_Stated goal_:
Copy the following lines verbatim.

_The records_:
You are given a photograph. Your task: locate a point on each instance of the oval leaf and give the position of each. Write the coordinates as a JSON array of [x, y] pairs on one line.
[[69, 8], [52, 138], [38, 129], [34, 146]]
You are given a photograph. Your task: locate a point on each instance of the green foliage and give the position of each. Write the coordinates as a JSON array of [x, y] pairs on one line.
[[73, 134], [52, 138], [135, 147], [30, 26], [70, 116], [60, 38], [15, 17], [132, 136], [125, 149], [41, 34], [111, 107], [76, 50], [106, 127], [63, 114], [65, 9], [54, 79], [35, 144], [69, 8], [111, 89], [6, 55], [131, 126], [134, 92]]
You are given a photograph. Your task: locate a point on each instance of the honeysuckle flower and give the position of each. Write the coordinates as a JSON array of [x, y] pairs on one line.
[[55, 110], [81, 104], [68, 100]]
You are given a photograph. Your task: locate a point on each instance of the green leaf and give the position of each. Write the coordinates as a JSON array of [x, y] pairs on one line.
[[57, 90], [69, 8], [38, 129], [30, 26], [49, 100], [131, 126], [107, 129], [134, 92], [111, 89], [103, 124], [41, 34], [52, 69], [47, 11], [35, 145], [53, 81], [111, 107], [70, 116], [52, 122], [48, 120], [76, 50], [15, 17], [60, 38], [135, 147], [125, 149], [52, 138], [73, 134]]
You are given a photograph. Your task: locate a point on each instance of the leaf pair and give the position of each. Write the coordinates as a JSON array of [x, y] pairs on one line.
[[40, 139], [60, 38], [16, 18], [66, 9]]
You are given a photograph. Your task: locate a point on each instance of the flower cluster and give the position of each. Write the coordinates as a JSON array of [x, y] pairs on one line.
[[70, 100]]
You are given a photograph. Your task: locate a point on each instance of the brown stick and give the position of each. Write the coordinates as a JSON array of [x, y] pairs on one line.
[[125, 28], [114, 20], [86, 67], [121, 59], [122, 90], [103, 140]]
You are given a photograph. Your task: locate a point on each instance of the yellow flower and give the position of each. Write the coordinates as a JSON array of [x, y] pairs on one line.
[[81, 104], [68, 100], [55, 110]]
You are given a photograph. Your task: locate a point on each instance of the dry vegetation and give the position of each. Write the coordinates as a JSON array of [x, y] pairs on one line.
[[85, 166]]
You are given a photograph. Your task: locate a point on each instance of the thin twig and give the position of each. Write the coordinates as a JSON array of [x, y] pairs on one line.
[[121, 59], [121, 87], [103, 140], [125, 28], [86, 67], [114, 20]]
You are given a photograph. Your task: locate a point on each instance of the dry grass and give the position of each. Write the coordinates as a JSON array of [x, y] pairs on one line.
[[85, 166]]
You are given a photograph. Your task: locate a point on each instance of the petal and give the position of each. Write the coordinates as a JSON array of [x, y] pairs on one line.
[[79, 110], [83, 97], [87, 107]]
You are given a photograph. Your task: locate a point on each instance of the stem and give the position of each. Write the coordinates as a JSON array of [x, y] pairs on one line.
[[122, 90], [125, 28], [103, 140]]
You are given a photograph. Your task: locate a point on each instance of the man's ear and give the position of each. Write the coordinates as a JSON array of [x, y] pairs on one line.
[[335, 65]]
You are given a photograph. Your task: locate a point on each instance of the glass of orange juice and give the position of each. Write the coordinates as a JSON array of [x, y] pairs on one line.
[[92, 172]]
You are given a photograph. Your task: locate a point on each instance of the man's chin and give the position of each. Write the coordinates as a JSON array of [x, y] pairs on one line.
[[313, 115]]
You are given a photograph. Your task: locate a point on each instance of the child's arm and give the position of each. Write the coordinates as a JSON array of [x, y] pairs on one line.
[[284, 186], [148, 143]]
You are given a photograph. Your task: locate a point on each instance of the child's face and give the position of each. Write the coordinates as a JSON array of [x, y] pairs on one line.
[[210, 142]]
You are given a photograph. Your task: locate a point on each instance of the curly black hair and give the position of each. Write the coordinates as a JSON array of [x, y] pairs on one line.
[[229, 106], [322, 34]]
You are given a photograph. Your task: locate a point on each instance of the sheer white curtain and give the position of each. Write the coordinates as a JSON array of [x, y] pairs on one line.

_Response_:
You are given a photograph. Your task: locate a point on each instance of the oval leaf and give the position of each. Write the coordinates as a JSON array of [x, y] pairs on one line.
[[69, 8], [52, 138], [38, 129], [34, 146]]
You are given a photograph. Your task: locate a point on each instance of the green foliage and give the position of each. Write the coordinates as a JSON array of [x, y] pairs on one line.
[[73, 134], [52, 138], [135, 147], [30, 26], [70, 116], [60, 38], [15, 17], [132, 136], [125, 149], [41, 34], [111, 107], [76, 50], [106, 127], [63, 114], [65, 9], [54, 79], [35, 144], [69, 8], [111, 89], [6, 55], [131, 126], [134, 92]]
You are given a photograph. Your task: locate a point on each instance of the honeysuckle flower and give the position of each. Write the coordinates as a JSON array of [x, y] pairs on one line.
[[55, 110], [81, 104], [68, 100]]
You are given a photograph. Your task: locate a point on each instance of the green leaf and give the position of each. Write the coordinates as a JSON array of [x, y] pairs on one line.
[[57, 90], [69, 8], [38, 129], [30, 26], [49, 100], [131, 126], [107, 129], [134, 92], [111, 89], [103, 124], [41, 34], [52, 69], [47, 11], [35, 145], [53, 81], [111, 107], [70, 116], [52, 122], [48, 120], [76, 50], [15, 17], [60, 38], [135, 147], [125, 149], [52, 138], [73, 134]]
You are given a photograph. Your task: locate a point on each instance of the leaf pair and give the position of each. Write the coordinates as a JSON array of [x, y] pairs on one line.
[[40, 139], [60, 38], [16, 18], [66, 9]]
You are given a photograph. Your task: locate a point on each instance of the flower cluster and give the position of each. Write the coordinates as a JSON array of [x, y] pairs on one line.
[[70, 100]]
You are given a photograph. Your task: locate a point on each instance of the brown stick and give the position of each. Write the coordinates as a JSON array of [x, y] pairs on one line.
[[125, 28], [114, 20], [86, 67], [121, 59], [122, 90], [103, 140]]
You are given a photograph. Your task: locate a point on each instance of the yellow flower and give the position of each. Write the coordinates as a JSON array of [x, y] pairs on one line.
[[81, 104], [68, 100], [55, 110]]
You are given a photograph. Your task: locate a point on each instance of the dry vegetation and give the position of each. Write the coordinates as a JSON array of [x, y] pairs on one line.
[[85, 166]]
You are given a photograph. Your task: locate a point on each instance of the thin twig and give the position of each. Write the coordinates as a JSON array of [x, y] pairs on one line.
[[121, 59], [121, 87], [103, 140], [125, 28], [86, 67], [114, 20]]
You are given a photograph. Your task: locate a point on each instance of the dry grass and give the position of each. Write the coordinates as a JSON array of [x, y] pairs on one line.
[[85, 166]]
You are given a photograph. Your task: locate a point on each instance of the petal and give the position of each. Write the coordinates as a JSON array of [x, y] pairs on one line.
[[79, 110], [83, 97], [87, 107]]
You are given a photograph. Your task: locate a point on each instance of the stem and give the position of each. Write the coordinates as a JSON array of [x, y] pairs on one line.
[[122, 90], [125, 28], [103, 140]]
You are given a photograph. Your task: locate a point on each instance of the man's ear and give the position of each. Write the coordinates as a JSON array of [x, y] pairs on one line.
[[335, 65]]
You are given a photograph. Your task: locate a point on each instance of the glass of orange juice and give the position of each. Write the coordinates as a JSON array of [x, y] pairs on one line.
[[92, 172]]
You are given a photograph. Your task: locate a point on each instance of the man's chin and give the position of each. Write the coordinates as a JSON array of [x, y] pairs on one line.
[[313, 115]]
You are given a photograph. Your task: locate a point on each instance of the child's arm and give the position of each. Write the coordinates as a JSON array of [x, y] pairs on one line.
[[284, 186], [148, 143]]
You are given a photograph. Your task: locate a point on each instance of the child's face and give the position of each. Write the coordinates as a JSON array of [x, y] pairs on one line.
[[210, 142]]
You are given a photograph. Your task: locate a point on each instance of the curly black hair and give the position of each. Write the coordinates as a JSON array of [x, y] pairs on one line.
[[229, 106], [322, 34]]
You are given a photograph. Your task: locate a point on each instance of the sheer white curtain and give the position of each. Write the coordinates as a JSON array of [x, y] pairs on one line.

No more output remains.